(Collected data)

= = = =

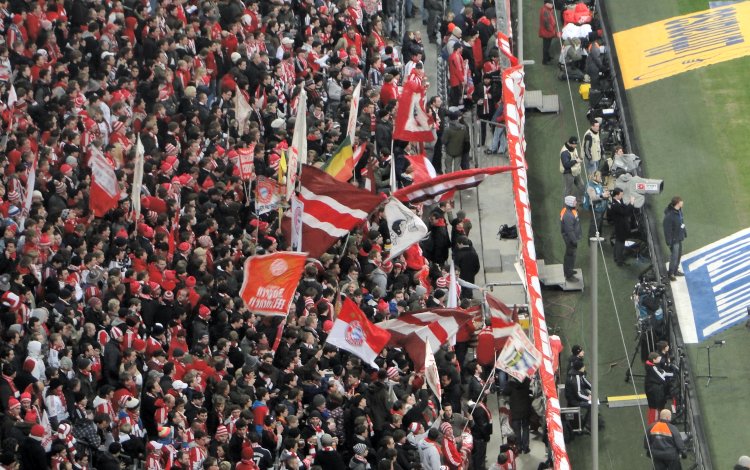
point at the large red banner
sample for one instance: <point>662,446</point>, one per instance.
<point>513,96</point>
<point>270,282</point>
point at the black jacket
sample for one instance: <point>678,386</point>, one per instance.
<point>467,260</point>
<point>377,401</point>
<point>436,247</point>
<point>674,231</point>
<point>519,400</point>
<point>656,386</point>
<point>621,213</point>
<point>330,460</point>
<point>664,441</point>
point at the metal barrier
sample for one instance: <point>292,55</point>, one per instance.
<point>689,400</point>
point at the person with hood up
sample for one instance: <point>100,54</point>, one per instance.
<point>663,443</point>
<point>674,234</point>
<point>429,450</point>
<point>451,454</point>
<point>570,227</point>
<point>327,457</point>
<point>35,353</point>
<point>359,459</point>
<point>437,245</point>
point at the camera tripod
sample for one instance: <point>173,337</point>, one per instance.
<point>645,336</point>
<point>710,376</point>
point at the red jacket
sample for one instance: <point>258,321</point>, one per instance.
<point>388,92</point>
<point>456,68</point>
<point>547,23</point>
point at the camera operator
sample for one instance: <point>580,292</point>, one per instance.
<point>594,63</point>
<point>655,386</point>
<point>670,369</point>
<point>621,213</point>
<point>598,202</point>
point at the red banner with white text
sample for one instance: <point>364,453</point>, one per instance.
<point>513,96</point>
<point>270,282</point>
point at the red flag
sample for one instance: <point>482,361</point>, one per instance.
<point>105,193</point>
<point>353,332</point>
<point>412,123</point>
<point>502,321</point>
<point>358,152</point>
<point>431,373</point>
<point>448,182</point>
<point>503,44</point>
<point>270,289</point>
<point>368,174</point>
<point>424,171</point>
<point>332,209</point>
<point>413,330</point>
<point>423,168</point>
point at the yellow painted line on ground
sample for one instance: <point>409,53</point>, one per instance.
<point>665,48</point>
<point>626,397</point>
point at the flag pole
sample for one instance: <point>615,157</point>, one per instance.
<point>486,382</point>
<point>393,170</point>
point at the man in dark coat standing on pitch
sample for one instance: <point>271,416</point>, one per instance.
<point>328,457</point>
<point>621,213</point>
<point>674,234</point>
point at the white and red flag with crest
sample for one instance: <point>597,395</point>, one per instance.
<point>353,332</point>
<point>414,330</point>
<point>412,123</point>
<point>331,210</point>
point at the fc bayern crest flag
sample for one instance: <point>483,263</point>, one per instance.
<point>270,282</point>
<point>353,332</point>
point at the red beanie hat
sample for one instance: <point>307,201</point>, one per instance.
<point>37,431</point>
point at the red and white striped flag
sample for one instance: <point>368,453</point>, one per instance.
<point>502,320</point>
<point>353,332</point>
<point>331,210</point>
<point>423,171</point>
<point>420,192</point>
<point>503,43</point>
<point>411,123</point>
<point>105,192</point>
<point>414,330</point>
<point>431,373</point>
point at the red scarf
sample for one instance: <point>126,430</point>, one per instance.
<point>12,385</point>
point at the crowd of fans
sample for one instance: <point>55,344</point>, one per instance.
<point>123,339</point>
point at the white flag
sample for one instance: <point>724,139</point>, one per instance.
<point>135,194</point>
<point>298,210</point>
<point>29,193</point>
<point>297,154</point>
<point>431,374</point>
<point>519,358</point>
<point>241,110</point>
<point>351,127</point>
<point>452,288</point>
<point>354,332</point>
<point>405,227</point>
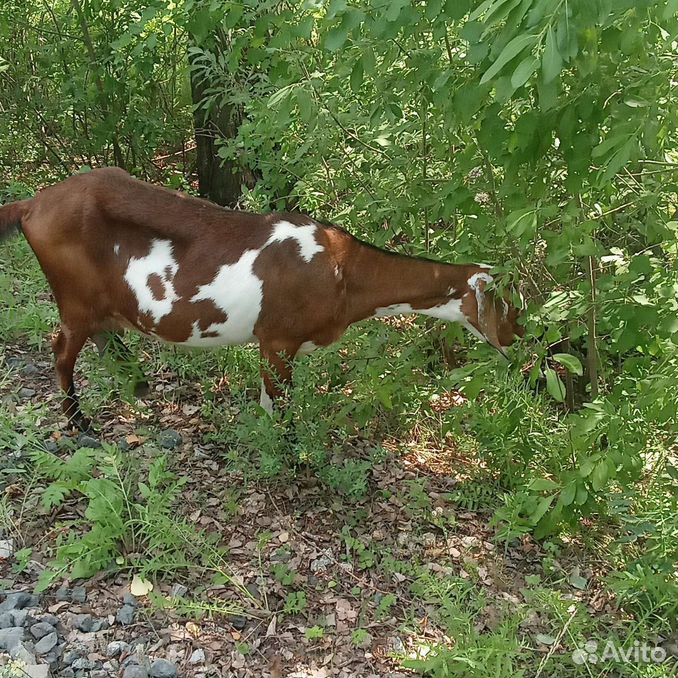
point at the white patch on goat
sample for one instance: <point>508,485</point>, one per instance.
<point>304,235</point>
<point>159,261</point>
<point>237,292</point>
<point>393,309</point>
<point>306,348</point>
<point>265,400</point>
<point>474,284</point>
<point>450,311</point>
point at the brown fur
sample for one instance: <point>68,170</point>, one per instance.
<point>73,226</point>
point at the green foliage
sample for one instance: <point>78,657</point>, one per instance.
<point>129,521</point>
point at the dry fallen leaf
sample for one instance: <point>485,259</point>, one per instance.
<point>140,587</point>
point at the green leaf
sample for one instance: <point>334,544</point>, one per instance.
<point>568,494</point>
<point>539,484</point>
<point>523,71</point>
<point>600,475</point>
<point>554,385</point>
<point>356,79</point>
<point>570,362</point>
<point>512,50</point>
<point>551,62</point>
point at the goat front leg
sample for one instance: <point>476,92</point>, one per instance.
<point>66,346</point>
<point>111,343</point>
<point>276,372</point>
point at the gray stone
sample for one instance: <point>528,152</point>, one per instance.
<point>125,615</point>
<point>70,656</point>
<point>16,600</point>
<point>84,622</point>
<point>197,657</point>
<point>161,668</point>
<point>23,653</point>
<point>79,594</point>
<point>11,637</point>
<point>117,647</point>
<point>41,629</point>
<point>85,440</point>
<point>129,599</point>
<point>63,593</point>
<point>19,617</point>
<point>49,618</point>
<point>321,564</point>
<point>169,439</point>
<point>82,663</point>
<point>45,644</point>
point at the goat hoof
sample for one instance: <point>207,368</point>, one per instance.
<point>81,423</point>
<point>141,389</point>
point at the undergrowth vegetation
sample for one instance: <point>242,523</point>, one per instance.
<point>536,135</point>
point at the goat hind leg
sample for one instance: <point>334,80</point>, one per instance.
<point>66,347</point>
<point>111,343</point>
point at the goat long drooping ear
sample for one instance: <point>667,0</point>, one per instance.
<point>489,314</point>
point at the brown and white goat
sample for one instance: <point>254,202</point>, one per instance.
<point>120,253</point>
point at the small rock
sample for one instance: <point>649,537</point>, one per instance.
<point>16,600</point>
<point>51,619</point>
<point>198,656</point>
<point>70,656</point>
<point>45,644</point>
<point>161,668</point>
<point>82,663</point>
<point>169,439</point>
<point>125,615</point>
<point>117,647</point>
<point>41,629</point>
<point>19,617</point>
<point>11,637</point>
<point>321,564</point>
<point>63,593</point>
<point>84,622</point>
<point>22,653</point>
<point>85,440</point>
<point>178,591</point>
<point>6,548</point>
<point>79,594</point>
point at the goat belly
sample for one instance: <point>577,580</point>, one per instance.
<point>175,299</point>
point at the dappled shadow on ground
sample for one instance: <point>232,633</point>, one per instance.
<point>333,587</point>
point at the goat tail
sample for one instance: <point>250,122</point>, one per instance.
<point>11,216</point>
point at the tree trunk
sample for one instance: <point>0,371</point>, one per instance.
<point>219,180</point>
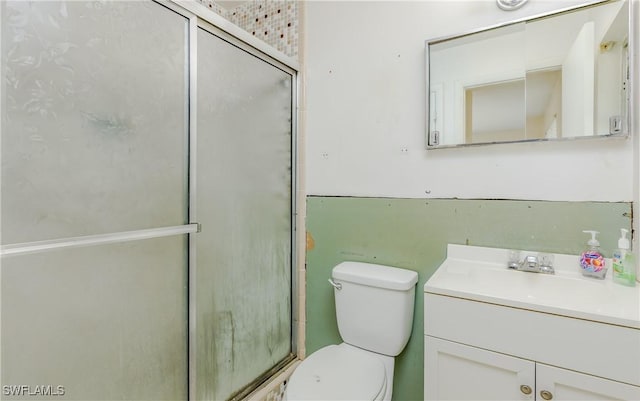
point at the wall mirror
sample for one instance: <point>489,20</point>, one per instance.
<point>553,77</point>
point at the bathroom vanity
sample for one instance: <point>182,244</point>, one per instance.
<point>493,333</point>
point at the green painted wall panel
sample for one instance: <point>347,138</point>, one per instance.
<point>414,233</point>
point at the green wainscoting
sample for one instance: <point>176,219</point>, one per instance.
<point>414,233</point>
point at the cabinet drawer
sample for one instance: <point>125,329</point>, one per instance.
<point>595,348</point>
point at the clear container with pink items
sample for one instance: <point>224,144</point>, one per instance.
<point>592,261</point>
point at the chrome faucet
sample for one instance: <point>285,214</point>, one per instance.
<point>533,264</point>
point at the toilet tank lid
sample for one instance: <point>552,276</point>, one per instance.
<point>373,275</point>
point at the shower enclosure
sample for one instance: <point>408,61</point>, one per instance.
<point>147,204</point>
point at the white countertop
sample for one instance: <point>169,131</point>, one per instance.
<point>481,274</point>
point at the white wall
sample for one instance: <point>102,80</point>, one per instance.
<point>365,117</point>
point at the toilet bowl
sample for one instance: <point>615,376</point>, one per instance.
<point>374,309</point>
<point>339,372</point>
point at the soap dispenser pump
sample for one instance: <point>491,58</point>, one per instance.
<point>592,260</point>
<point>624,267</point>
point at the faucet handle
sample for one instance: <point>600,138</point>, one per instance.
<point>530,261</point>
<point>514,259</point>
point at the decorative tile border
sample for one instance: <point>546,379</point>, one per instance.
<point>273,21</point>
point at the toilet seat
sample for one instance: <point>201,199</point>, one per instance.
<point>338,372</point>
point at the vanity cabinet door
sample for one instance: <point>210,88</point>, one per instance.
<point>458,372</point>
<point>560,384</point>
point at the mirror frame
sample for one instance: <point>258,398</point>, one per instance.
<point>632,74</point>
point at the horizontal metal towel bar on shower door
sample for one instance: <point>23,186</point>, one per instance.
<point>99,239</point>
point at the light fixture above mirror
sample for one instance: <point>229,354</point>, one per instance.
<point>558,76</point>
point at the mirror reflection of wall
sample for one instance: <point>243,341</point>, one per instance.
<point>556,77</point>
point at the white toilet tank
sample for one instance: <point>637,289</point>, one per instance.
<point>374,306</point>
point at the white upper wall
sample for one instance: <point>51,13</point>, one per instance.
<point>364,114</point>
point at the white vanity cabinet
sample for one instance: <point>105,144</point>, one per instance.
<point>455,371</point>
<point>495,334</point>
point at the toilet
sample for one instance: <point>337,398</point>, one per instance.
<point>374,310</point>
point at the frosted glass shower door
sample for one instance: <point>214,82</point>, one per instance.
<point>243,272</point>
<point>94,143</point>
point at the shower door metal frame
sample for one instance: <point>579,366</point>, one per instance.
<point>201,17</point>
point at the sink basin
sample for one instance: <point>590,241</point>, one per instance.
<point>480,274</point>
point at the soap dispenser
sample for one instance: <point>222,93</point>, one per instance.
<point>624,267</point>
<point>592,261</point>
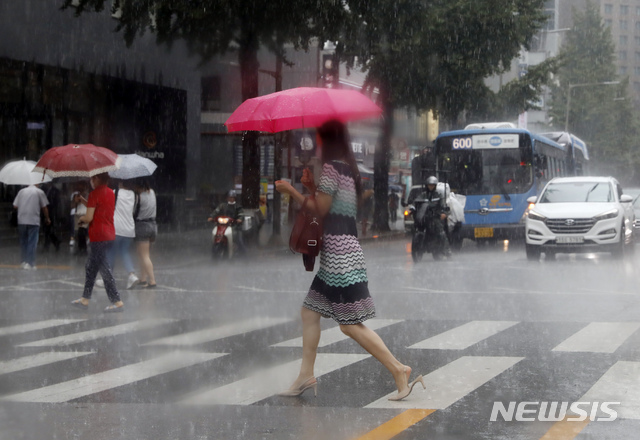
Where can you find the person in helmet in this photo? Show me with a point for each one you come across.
(232, 209)
(437, 224)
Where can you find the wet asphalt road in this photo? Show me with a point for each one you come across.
(203, 355)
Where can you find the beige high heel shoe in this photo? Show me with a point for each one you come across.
(406, 393)
(295, 392)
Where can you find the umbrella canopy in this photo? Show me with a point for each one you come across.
(133, 166)
(299, 108)
(20, 172)
(84, 160)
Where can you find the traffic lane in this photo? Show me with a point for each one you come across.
(135, 421)
(493, 284)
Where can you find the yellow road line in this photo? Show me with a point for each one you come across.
(565, 430)
(17, 266)
(397, 425)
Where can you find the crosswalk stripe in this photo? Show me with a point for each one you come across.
(599, 337)
(451, 382)
(464, 336)
(621, 383)
(38, 360)
(96, 383)
(269, 382)
(216, 333)
(104, 332)
(40, 325)
(333, 335)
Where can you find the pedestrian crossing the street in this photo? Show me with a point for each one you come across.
(459, 372)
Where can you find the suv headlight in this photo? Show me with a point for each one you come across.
(609, 214)
(535, 216)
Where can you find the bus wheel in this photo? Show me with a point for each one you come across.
(533, 252)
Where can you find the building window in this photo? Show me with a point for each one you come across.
(210, 93)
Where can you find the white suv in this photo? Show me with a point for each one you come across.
(580, 214)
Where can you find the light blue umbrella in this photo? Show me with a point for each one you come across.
(20, 172)
(133, 166)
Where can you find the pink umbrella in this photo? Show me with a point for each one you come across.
(299, 108)
(83, 160)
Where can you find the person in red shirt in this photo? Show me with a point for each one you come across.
(102, 233)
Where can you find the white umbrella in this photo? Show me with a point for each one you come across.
(20, 172)
(133, 166)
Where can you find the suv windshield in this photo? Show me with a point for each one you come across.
(576, 192)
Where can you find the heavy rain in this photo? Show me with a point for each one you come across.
(473, 169)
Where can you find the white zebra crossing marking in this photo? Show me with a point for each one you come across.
(464, 336)
(96, 383)
(40, 325)
(599, 337)
(216, 333)
(269, 382)
(451, 382)
(621, 383)
(38, 360)
(104, 332)
(333, 335)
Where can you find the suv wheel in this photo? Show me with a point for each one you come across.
(533, 252)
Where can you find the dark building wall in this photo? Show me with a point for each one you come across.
(142, 89)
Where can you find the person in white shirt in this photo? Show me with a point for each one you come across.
(29, 202)
(125, 231)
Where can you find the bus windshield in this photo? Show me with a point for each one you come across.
(486, 171)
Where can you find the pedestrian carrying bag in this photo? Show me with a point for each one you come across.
(306, 236)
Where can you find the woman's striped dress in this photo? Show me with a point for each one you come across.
(340, 288)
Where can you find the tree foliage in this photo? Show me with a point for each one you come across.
(599, 114)
(214, 27)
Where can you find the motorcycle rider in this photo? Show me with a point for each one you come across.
(231, 209)
(436, 224)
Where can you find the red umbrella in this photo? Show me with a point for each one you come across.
(84, 160)
(301, 107)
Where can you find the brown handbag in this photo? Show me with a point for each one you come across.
(306, 236)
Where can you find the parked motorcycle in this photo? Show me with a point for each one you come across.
(425, 234)
(224, 241)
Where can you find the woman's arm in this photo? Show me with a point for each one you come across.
(320, 205)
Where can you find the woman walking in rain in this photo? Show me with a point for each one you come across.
(145, 231)
(340, 289)
(102, 233)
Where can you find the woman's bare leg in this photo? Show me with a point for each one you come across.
(370, 341)
(146, 272)
(310, 339)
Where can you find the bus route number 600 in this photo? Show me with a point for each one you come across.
(462, 144)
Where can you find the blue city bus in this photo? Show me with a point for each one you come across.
(497, 169)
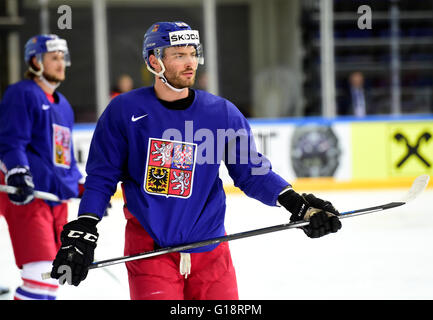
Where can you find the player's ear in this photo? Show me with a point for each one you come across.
(154, 63)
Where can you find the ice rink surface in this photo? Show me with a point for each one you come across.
(384, 255)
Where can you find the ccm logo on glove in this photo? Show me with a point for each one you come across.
(79, 234)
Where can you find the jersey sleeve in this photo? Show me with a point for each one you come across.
(106, 160)
(250, 170)
(16, 118)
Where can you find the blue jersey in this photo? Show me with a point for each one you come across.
(37, 133)
(168, 161)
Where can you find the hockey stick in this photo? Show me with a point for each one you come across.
(38, 194)
(417, 188)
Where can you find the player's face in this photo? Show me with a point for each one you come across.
(54, 66)
(181, 65)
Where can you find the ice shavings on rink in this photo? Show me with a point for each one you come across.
(384, 255)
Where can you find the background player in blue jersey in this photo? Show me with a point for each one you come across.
(165, 143)
(36, 152)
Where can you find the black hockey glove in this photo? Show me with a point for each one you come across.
(21, 178)
(79, 239)
(321, 214)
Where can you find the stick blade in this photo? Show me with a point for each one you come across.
(418, 186)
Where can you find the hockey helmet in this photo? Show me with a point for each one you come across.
(166, 34)
(40, 44)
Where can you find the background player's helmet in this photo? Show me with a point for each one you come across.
(166, 34)
(40, 44)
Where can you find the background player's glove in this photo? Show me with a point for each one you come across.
(21, 178)
(321, 214)
(79, 239)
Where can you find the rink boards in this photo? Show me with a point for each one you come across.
(338, 154)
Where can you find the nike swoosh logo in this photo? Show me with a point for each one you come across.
(133, 118)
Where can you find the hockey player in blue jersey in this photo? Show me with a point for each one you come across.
(165, 144)
(36, 152)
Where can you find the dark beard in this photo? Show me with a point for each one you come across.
(178, 83)
(50, 78)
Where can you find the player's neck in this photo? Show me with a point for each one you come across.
(44, 87)
(165, 93)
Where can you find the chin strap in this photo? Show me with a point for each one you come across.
(162, 77)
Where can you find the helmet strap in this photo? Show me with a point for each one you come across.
(40, 75)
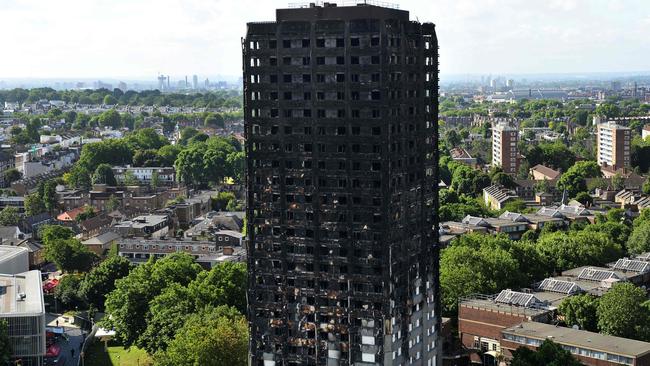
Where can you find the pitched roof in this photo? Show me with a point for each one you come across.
(102, 239)
(517, 298)
(72, 214)
(548, 172)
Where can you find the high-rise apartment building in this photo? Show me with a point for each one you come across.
(613, 144)
(505, 152)
(341, 114)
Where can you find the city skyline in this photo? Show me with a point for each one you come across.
(136, 39)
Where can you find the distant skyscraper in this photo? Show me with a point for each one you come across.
(505, 152)
(613, 144)
(341, 112)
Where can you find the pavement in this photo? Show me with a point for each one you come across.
(74, 340)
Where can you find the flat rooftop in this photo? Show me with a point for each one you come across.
(580, 338)
(350, 10)
(21, 294)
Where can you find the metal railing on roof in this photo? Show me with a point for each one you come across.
(321, 3)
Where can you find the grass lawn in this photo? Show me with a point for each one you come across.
(116, 356)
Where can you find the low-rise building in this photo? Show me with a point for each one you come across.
(496, 196)
(22, 306)
(541, 172)
(145, 175)
(461, 155)
(206, 253)
(102, 243)
(145, 226)
(589, 348)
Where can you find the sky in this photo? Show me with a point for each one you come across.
(138, 39)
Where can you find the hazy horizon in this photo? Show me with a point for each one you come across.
(138, 39)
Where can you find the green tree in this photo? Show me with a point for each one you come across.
(563, 250)
(503, 179)
(33, 205)
(639, 240)
(100, 281)
(574, 178)
(580, 310)
(237, 166)
(128, 304)
(110, 118)
(452, 138)
(104, 175)
(50, 233)
(646, 186)
(584, 198)
(549, 353)
(78, 177)
(69, 255)
(213, 337)
(67, 291)
(618, 182)
(155, 180)
(186, 134)
(221, 200)
(112, 204)
(476, 263)
(109, 151)
(47, 191)
(9, 216)
(146, 158)
(129, 179)
(214, 120)
(224, 284)
(621, 312)
(167, 154)
(88, 212)
(146, 139)
(11, 175)
(110, 100)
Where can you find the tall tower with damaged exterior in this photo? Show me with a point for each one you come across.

= = = =

■ Task goal: Scan the preceding records line by line, and state how many lines contain "vanity". Nothing else belongs in the answer.

■ Task result: 3